Exactly as written, copy the lines that run from the start of the data below to the line containing "Draw the outline of every instance of the foliage", both ends included.

== RECORDS FOR THIS EXERCISE

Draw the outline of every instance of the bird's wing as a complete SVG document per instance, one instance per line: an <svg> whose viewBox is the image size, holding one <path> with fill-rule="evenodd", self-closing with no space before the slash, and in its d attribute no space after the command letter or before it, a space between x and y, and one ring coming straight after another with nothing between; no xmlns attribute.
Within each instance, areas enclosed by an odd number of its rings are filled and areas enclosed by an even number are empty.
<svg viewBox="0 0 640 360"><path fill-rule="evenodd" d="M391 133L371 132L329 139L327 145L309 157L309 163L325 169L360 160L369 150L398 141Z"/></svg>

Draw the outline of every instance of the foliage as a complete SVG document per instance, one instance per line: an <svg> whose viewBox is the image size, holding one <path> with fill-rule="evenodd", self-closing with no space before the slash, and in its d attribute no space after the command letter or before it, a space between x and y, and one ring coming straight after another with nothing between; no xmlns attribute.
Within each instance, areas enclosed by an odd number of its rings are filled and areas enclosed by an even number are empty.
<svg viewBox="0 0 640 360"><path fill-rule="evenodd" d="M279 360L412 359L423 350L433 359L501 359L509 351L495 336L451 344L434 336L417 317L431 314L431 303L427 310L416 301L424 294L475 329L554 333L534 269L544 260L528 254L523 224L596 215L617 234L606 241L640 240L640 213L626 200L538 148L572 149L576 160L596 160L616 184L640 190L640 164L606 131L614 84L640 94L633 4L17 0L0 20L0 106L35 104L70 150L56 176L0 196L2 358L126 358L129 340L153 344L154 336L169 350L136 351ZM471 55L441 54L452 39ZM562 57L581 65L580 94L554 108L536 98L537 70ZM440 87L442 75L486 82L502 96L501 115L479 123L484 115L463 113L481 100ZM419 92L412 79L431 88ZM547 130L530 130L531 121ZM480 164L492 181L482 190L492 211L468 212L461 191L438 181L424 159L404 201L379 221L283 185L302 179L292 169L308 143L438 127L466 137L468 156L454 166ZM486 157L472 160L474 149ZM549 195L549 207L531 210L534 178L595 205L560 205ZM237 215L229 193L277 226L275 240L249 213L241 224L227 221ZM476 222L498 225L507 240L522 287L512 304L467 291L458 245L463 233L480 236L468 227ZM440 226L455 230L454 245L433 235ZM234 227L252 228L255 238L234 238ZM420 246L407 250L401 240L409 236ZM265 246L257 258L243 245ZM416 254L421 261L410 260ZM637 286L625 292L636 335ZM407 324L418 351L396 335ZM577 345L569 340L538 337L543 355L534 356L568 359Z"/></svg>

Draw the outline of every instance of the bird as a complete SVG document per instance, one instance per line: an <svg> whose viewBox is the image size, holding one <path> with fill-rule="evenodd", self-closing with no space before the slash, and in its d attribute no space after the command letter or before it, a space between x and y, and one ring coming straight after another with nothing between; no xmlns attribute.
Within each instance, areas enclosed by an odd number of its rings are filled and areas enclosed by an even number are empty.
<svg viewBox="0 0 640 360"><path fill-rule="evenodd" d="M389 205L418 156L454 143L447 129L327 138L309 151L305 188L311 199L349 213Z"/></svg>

====

**SOLVED EXERCISE**
Draw the outline of every instance of the bird's wing as a complete SVG document per instance, one instance per line: an <svg> whose viewBox is the image size, holding one <path> with fill-rule="evenodd", self-closing with no space before the slash, and in its d attribute no space after the command letter or before it, a space between x and y, and one ring coming straight after another with nothing between; no xmlns attribute.
Within each instance, areas enclosed by an odd number of its rings are filled and areas enclosed by an even number are empty.
<svg viewBox="0 0 640 360"><path fill-rule="evenodd" d="M391 133L371 132L329 139L327 145L309 157L309 163L325 169L360 160L369 150L398 141Z"/></svg>

Draw the outline of every instance of the foliage as a complete SVG document per instance, one instance per line: an <svg> whose viewBox is the image size, holding one <path> with fill-rule="evenodd", self-closing with no space before the slash, and in its d attribute no space after the command letter or before it, a space between x and y, and one ring coming straight after another with nothing between; no xmlns attribute.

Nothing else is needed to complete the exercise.